▸ **Written request**
Convert every line of the material below into a numbered list, omitting any blank lines.

Position annotation records:
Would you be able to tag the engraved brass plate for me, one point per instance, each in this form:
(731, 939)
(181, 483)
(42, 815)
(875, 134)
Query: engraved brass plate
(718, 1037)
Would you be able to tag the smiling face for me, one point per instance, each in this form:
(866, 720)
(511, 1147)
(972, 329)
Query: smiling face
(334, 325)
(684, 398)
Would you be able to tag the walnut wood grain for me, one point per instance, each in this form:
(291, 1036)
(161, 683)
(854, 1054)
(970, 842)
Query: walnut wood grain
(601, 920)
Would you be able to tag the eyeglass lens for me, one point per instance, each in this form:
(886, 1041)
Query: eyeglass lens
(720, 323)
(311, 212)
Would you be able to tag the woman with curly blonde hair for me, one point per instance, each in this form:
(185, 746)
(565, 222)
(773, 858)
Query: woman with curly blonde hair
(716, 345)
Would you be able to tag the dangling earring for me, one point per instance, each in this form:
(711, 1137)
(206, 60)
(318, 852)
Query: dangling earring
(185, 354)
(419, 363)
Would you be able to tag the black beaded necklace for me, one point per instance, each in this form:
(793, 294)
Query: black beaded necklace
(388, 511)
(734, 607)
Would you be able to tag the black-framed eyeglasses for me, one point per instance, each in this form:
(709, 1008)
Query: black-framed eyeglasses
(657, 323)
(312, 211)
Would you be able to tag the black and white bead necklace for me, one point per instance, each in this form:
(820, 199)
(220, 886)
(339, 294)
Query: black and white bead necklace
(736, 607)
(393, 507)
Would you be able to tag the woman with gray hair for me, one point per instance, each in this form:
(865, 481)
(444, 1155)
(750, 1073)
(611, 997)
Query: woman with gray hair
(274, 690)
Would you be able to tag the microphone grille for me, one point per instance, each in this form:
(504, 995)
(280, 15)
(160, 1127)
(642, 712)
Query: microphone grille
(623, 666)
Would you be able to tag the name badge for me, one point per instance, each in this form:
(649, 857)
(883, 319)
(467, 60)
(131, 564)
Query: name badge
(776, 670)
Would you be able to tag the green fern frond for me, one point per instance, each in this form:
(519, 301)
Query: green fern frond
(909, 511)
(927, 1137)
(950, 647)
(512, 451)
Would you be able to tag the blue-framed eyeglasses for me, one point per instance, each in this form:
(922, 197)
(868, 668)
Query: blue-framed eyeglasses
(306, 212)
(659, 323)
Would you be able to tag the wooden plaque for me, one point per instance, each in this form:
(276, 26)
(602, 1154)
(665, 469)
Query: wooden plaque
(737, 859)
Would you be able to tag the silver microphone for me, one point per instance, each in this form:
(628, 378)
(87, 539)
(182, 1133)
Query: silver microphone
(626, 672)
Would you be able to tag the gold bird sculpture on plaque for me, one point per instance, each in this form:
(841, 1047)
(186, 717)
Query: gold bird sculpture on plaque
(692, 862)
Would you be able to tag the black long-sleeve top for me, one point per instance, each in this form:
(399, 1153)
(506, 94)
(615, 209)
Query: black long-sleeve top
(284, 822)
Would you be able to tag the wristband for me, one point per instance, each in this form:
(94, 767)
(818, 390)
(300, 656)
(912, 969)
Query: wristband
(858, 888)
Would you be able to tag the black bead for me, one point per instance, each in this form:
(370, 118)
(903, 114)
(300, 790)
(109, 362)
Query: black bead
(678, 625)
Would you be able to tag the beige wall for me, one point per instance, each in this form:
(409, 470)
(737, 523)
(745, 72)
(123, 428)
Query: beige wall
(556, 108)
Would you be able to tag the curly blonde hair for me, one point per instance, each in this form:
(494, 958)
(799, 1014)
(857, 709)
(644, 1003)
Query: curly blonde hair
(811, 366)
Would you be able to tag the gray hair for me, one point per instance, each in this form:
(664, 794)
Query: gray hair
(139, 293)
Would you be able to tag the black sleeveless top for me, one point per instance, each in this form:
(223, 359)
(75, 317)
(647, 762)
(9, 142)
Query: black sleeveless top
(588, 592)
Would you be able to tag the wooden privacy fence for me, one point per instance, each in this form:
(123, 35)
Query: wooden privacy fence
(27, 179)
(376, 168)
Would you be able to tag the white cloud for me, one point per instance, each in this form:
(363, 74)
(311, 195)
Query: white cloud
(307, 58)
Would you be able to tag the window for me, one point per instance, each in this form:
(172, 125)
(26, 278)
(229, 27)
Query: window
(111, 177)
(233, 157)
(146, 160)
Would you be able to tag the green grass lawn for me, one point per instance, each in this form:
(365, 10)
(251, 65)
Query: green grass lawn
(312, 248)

▸ **Finished task**
1. Would you be able to tag the engraved brass plate for me, one point per instance, each in this form:
2. (731, 939)
3. (181, 483)
4. (42, 815)
5. (875, 134)
6. Query: engraved brass plate
7. (718, 1037)
8. Would you be able to tag the smiling face for me, one point per instance, each in this form:
9. (866, 720)
10. (511, 1147)
11. (972, 329)
12. Query: smiling face
13. (334, 325)
14. (684, 398)
15. Would you be able to tag the walnut wood grain for me, one point per instance, each in this form:
16. (291, 1036)
17. (161, 683)
18. (854, 1054)
19. (970, 842)
20. Query: walnut wood grain
21. (601, 920)
22. Would you be able to tag the eyeglass lens for me, one point per instance, each in this form:
23. (886, 1041)
24. Query: eyeglass lens
25. (720, 323)
26. (311, 212)
27. Would you be able to tag the woman with curly blonde hair for me, one point per instance, each in this form:
28. (185, 746)
29. (565, 222)
30. (773, 858)
31. Query: woman with curly blonde hair
32. (716, 345)
33. Would you be able to tag the dangling earring for me, one point per instance, each in this form:
34. (711, 1137)
35. (206, 60)
36. (318, 852)
37. Query: dangling earring
38. (185, 354)
39. (419, 363)
40. Would you be able to tag the black beaded necklace for me, one point per instance, each in this form:
41. (793, 294)
42. Query: black beaded necklace
43. (388, 511)
44. (734, 607)
45. Would you be able to tag the black-framed eyeglasses for me, one point per instance, each in this form:
46. (709, 1008)
47. Query: black-framed eyeglasses
48. (657, 323)
49. (312, 211)
50. Would you be able to tag the black and white bead necklace for me, one point per instance, each in this form:
51. (820, 199)
52. (220, 886)
53. (339, 294)
54. Query: black and white bead necklace
55. (736, 607)
56. (393, 507)
57. Would you be able to tag the woman with gray hair for me, one point per instance, each in this form:
58. (865, 481)
59. (444, 1155)
60. (750, 1073)
61. (611, 997)
62. Query: woman with gray hair
63. (274, 690)
64. Would you be able to tag the microphone grille for me, one point per instance, each in this form:
65. (504, 995)
66. (280, 15)
67. (160, 1127)
68. (642, 712)
69. Query: microphone grille
70. (623, 666)
71. Would you be able to tag the name badge for me, one point per instance, each in this form:
72. (649, 857)
73. (883, 319)
74. (467, 60)
75. (131, 564)
76. Query: name badge
77. (776, 670)
78. Would you be able to tag the green fern frond for me, one point per instance, each in this form:
79. (519, 301)
80. Query: green fern frond
81. (909, 511)
82. (927, 1137)
83. (950, 647)
84. (512, 451)
85. Would you be able to tag the blue-framed eyeglasses for me, one point per instance, each in this form:
86. (922, 197)
87. (868, 668)
88. Query: blue-framed eyeglasses
89. (306, 212)
90. (659, 323)
91. Would you be able to tag the wooden plaque for me, one point per instance, each in this form:
92. (276, 26)
93. (602, 1154)
94. (665, 469)
95. Query: wooden plaque
96. (737, 859)
97. Would you be able to tag the silver microphone for me, one point per instance, each in this form:
98. (628, 378)
99. (87, 539)
100. (182, 1133)
101. Query: silver microphone
102. (626, 672)
103. Would you be able to tag the gold bird sculpture on plaque for me, one point per instance, each in this form:
104. (841, 1047)
105. (186, 717)
106. Query: gold bird sculpture on plaque
107. (692, 862)
108. Would you be able to tag the black long-sleeve top for me, one point per instance, each in this form:
109. (399, 1153)
110. (506, 94)
111. (615, 209)
112. Query: black long-sleeve top
113. (284, 822)
114. Would you be able to tag the wristband for me, one point per instance, each in this form:
115. (94, 767)
116. (818, 390)
117. (300, 656)
118. (912, 969)
119. Query: wristband
120. (858, 888)
121. Would you be able to tag the black bead for me, one point per instance, each in this form:
122. (370, 118)
123. (903, 114)
124. (300, 790)
125. (109, 362)
126. Query: black bead
127. (678, 625)
128. Would you be able to tag the beige wall for me, one point per instance, each in this form:
129. (409, 470)
130. (737, 523)
131. (745, 72)
132. (123, 428)
133. Query: beige wall
134. (556, 108)
135. Would you be able to tag the curly blonde hair for me, one point per instance, each in this form:
136. (494, 958)
137. (799, 1014)
138. (857, 709)
139. (644, 1003)
140. Query: curly blonde hair
141. (811, 366)
142. Would you be able to tag the gray hair for me, one point per instance, each in this form:
143. (664, 794)
144. Query: gray hair
145. (139, 293)
146. Would you be able to tag the black sleeveless top for me, one point per instance, each in this form:
147. (223, 359)
148. (75, 317)
149. (647, 762)
150. (9, 142)
151. Query: black sleeveless top
152. (588, 592)
153. Would you be able to tag the wooden privacy fence for me, one point per instance, each in this form:
154. (123, 35)
155. Query: wooden privacy fence
156. (27, 179)
157. (376, 168)
158. Would you be able to tag the white cloud for me, one point per instance, each in this form:
159. (363, 74)
160. (311, 195)
161. Query: white cloud
162. (307, 58)
163. Would you be able to tag the window for me, one point per instance, each in this form:
164. (172, 125)
165. (26, 278)
166. (229, 27)
167. Query: window
168. (111, 177)
169. (233, 157)
170. (146, 160)
171. Would you be able to tag the green grass lawn for me, one point per instance, each in this form:
172. (365, 10)
173. (251, 65)
174. Query: green grass lawn
175. (312, 248)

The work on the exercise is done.